AI discovery in 2025 is increasingly complex, shaped by a variety of large language models (LLMs) that cater to distinct industries and user intents. Understanding which platform dominates specific verticals and how users interact with them is critical for brands seeking visibility and influence in this evolving search ecosystem.
Overview of Leading LLM Growth in 2025
Throughout 2025, leading LLM platforms exhibited markedly different growth rates, signaling distinctive roles and user preferences:
ChatGPT experienced steady 3x growth, maintaining dominance as a broad discovery tool. Meanwhile, Microsoft’s Copilot surged dramatically with 25x growth, demonstrating widespread adoption within enterprise workflows. Anthropic’s Claude grew 13x, carving a niche in deep analytic and strategic tasks. Conversely, Perplexity and Gemini showed minimal growth, reflecting more specialized use cases or attribution challenges.
“The diversity in LLM growth patterns reflects varying professional demands — from operational efficiency to rigorous analysis,” noted digital AI strategist Dr. Helen Montague.
Copilot’s Ascendancy Inside Enterprise Workflows
Copilot’s rapid expansion is most pronounced in business-to-business (B2B) sectors where Microsoft tools are ubiquitous. Key industries include SaaS, education, and finance, where users prefer seamless, embedded AI assistance over switching platforms.
In SaaS, Copilot grew 21x compared to ChatGPT’s 2x. Its integration in Microsoft Excel, Word, and Teams allows professionals to interpret and synthesize data in place, enhancing productivity without workflow disruption.
Educational institutions also favor Copilot, with 27x growth thanks to the platform’s alignment with research synthesis and knowledge sharing practices. Finance professionals rely heavily on Copilot’s ability to reconcile reports, financial filings, and datasets directly within trusted environments—a fact underscored by 23x growth.
“Copilot’s embedded approach means professionals don’t just discover information; they execute decisions instantly within familiar tools,” commented finance technology analyst Marcus Liu.
Perplexity’s Unique Position in Finance
Perplexity’s overall growth remains flat, but it retains a significant 24% market share in finance. This sector uniquely prioritizes verifiability and source transparency due to the high stakes of financial decision-making.
By partnering with Benzinga, FactSet, Morningstar, and others, Perplexity offers direct access to authoritative datasets, such as earnings transcripts and SEC filings. Features like Enterprise Finance enable scheduled updates and live data visualizations, reinforcing trust for institutional users.

● **Entries supplied**:
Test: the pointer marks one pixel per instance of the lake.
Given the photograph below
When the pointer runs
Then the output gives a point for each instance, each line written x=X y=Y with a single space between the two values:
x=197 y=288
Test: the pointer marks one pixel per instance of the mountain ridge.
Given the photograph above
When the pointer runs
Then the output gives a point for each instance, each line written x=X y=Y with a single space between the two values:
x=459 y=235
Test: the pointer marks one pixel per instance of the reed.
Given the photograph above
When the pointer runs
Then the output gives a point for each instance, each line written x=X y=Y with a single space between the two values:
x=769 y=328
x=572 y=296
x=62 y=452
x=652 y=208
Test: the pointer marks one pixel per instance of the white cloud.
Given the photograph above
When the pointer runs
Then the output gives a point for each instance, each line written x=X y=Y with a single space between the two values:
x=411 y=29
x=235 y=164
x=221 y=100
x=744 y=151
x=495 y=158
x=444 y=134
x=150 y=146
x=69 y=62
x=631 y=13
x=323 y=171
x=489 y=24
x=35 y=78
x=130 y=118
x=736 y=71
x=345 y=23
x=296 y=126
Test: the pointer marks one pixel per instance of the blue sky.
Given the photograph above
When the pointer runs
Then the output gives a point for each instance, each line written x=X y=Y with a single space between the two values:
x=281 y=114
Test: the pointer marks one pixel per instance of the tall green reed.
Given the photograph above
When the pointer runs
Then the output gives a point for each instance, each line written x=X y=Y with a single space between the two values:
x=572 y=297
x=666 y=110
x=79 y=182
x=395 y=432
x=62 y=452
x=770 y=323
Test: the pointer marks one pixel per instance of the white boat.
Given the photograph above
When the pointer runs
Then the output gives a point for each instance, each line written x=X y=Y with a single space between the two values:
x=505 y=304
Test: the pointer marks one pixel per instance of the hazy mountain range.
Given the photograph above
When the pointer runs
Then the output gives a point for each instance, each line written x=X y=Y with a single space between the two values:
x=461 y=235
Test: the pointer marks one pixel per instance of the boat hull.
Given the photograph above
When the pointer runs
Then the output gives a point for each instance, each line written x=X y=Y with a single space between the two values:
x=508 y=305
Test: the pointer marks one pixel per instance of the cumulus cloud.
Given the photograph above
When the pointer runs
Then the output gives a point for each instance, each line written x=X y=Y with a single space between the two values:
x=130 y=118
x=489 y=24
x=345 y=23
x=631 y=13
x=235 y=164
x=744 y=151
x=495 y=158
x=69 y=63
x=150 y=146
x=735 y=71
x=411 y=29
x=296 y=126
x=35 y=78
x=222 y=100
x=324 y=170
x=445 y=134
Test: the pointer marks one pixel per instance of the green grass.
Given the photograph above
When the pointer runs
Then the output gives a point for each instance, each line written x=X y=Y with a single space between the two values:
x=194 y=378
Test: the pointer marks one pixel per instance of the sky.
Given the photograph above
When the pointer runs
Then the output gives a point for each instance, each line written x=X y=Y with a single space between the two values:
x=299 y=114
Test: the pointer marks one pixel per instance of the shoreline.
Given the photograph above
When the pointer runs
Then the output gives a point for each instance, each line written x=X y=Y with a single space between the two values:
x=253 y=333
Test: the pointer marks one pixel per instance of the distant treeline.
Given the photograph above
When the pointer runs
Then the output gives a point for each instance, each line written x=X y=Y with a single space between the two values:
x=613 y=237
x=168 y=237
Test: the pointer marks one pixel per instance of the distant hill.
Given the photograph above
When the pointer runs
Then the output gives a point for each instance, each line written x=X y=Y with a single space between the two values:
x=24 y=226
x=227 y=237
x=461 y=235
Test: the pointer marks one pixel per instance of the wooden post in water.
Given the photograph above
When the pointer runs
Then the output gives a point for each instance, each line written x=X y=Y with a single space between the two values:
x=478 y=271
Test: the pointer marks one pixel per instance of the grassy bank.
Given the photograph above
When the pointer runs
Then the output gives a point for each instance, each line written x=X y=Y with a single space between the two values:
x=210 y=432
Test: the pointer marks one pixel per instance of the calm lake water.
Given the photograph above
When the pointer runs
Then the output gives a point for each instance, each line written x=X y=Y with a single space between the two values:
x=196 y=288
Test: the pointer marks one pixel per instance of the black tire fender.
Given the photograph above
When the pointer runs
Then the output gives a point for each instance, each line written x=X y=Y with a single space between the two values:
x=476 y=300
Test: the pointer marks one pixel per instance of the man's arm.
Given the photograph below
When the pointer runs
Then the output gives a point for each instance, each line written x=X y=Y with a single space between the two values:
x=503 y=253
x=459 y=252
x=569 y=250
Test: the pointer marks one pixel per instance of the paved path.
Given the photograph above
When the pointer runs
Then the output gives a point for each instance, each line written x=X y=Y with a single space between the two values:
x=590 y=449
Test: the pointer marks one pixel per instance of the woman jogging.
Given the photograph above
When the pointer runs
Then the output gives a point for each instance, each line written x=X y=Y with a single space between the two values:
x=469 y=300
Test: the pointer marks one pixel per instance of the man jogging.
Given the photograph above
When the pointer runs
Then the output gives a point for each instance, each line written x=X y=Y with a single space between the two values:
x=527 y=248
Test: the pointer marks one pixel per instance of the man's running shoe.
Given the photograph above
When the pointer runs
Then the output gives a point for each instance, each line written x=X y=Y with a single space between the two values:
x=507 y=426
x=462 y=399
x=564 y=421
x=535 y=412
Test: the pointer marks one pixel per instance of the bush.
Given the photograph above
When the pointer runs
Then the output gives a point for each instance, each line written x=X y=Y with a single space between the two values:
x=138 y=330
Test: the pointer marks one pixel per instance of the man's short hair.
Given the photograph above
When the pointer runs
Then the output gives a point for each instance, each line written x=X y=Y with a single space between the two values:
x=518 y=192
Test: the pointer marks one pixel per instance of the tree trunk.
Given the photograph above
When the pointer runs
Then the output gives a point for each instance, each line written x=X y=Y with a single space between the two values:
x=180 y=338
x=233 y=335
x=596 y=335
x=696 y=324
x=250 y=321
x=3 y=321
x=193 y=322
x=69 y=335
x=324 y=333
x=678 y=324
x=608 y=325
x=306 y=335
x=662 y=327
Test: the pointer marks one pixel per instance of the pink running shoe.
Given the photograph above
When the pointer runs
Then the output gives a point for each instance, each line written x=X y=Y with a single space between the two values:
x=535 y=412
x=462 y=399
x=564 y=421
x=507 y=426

● **Exercise objective**: Please rewrite the stretch from "In SaaS, Copilot" through "by 23x growth." in the LLM growth text, changing "Teams" to "Outlook". Rely only on the LLM growth text, not on the data.

● **Response to the exercise**:
In SaaS, Copilot grew 21x compared to ChatGPT’s 2x. Its integration in Microsoft Excel, Word, and Outlook allows professionals to interpret and synthesize data in place, enhancing productivity without workflow disruption.
Educational institutions also favor Copilot, with 27x growth thanks to the platform’s alignment with research synthesis and knowledge sharing practices. Finance professionals rely heavily on Copilot’s ability to reconcile reports, financial filings, and datasets directly within trusted environments—a fact underscored by 23x growth.